- **Required work**
#1 Write out the part of the farm laws article from "After the Parliament" to "will eliminate middlemen.".
#2 According to the farm laws article, where could farmers sell their produce before the Farmers' Produce Trade and Commerce Act took effect?

- **Document segment**
>> Start

After the Parliament passed thee laws related to agriculture, there has been an uproar across India. Lakhs of farmers (from more than 30 different farmers’ union groups) are gathered at different Delhi border points to protest against the laws; the agitation is likely to intensify if the government doesn’t recall the three laws which farmers call – Black Laws.
What Does the
Government Say?
The three farm laws implemented by the government are projected as one of the most significant reforms in the Indian agriculture sector that will eliminate middlemen.
Previously,
farmers could sell only at the mandis of APMC – Agricultural Produce Marketing
Committee; however, with the Farmers’ Produce Trade and Commerce (Promotion and
Facilitation) Act, 2020 coming into force, farmers are able to sell their
produce outside APMC mandis, anywhere throughout the country.
What Are the
Three Laws the Nation is Talking About?
- Farmers’
Produce Trade and Commerce (Promotion and Facilitation) - Farmers
(Empowerment and Protection) Agreement on Price Assurance and Farm Services - Essential
Commodities (Amendment) Law
Let’s now discuss some of the advantages and disadvantages of the three laws in brief.
1. The
Farmer’s Produce Trade and Commerce (Promotion and Facilitation) Law, 2020
Advantages:
- Farmers will
get the freedom to sell their produce at a place they choose, outside APMC
mandis. - The concept
of ‘One Nation, One Market’ promotes interstate trading, eliminating all trade
barriers. - Encouraging
farmers to engage in trade using electronic trading platforms, allowing them to
save marketing and transportation costs. - A dispute
resolution mechanism is also introduced, under which farmers can avoid pending
court litigation.
Disadvantages:
- The ‘mandi
fees’ that state governments collect is a big source of revenue. As the farmers
will be allowed to sell beyond APMC markets, the states will lose considerable
revenue. - As this rule
eliminates the role of middlemen, commission agents’ business will be shut, and
the farmers can sell directly to registered traders. - The rule will
put an end to the MSP based procurement system followed in India for
decades. - It will
destroy the traditional mandi system.
2. The
Farmer’s (Empowerment and Protection) Agreement of Price Assurance and Farm
Services Law, 2020
Advantages:
- Farmers can
enter into a commercial agreement with retailers, wholesalers, exporters, and
food product manufacturers, etc., eliminating their fear of exploitation and
allowing access to the global market. - This rule now
allows buyer-enterprises to invest in technology and infrastructure to foster
agriculture sector and boost food grain production. This will help farmers to
reduce farming costs and increase income. - Once the
contract terms are finalised, the buyer shall provide farmers with the means
needed to yield a good crop. - The contract
will strictly be for agriculture produce and not for the land used for it.
Hence, the farmers will remain the owner of their land can utilise loan, credit
facilities from financial institutions whenever needed.

>> End

Location identification entries
>> Start

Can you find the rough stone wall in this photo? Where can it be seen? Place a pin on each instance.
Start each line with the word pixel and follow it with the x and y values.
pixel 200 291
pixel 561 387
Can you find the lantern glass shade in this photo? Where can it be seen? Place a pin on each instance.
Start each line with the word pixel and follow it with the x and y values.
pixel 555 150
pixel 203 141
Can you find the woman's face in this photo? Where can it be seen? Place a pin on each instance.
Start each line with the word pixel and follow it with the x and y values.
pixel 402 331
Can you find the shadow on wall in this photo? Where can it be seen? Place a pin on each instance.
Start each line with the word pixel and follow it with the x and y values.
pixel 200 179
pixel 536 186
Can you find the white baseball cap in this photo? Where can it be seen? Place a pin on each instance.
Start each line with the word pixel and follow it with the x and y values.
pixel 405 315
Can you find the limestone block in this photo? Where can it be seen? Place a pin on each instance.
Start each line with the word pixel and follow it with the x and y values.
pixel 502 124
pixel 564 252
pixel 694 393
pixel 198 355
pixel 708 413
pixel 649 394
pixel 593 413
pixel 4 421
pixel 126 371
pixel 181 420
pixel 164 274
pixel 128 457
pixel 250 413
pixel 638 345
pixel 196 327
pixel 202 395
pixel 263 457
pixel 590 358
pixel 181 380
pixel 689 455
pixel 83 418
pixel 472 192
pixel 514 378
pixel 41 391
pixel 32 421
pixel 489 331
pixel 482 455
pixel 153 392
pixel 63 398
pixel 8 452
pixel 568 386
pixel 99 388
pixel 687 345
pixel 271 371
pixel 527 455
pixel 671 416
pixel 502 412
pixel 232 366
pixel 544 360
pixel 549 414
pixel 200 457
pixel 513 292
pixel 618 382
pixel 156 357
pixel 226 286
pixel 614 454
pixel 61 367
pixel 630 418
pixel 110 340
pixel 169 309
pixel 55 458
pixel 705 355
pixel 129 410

>> End

- **Per-task outputs**
#1
After the Parliament passed thee laws related to agriculture, there has been an uproar across India. Lakhs of farmers (from more than 30 different farmers’ union groups) are gathered at different Delhi border points to protest against the laws; the agitation is likely to intensify if the government doesn’t recall the three laws which farmers call – Black Laws.
What Does the
Government Say?
The three farm laws implemented by the government are projected as one of the most significant reforms in the Indian agriculture sector that will eliminate middlemen.

#2 Only at the mandis of the APMC (Agricultural Produce Marketing Committee).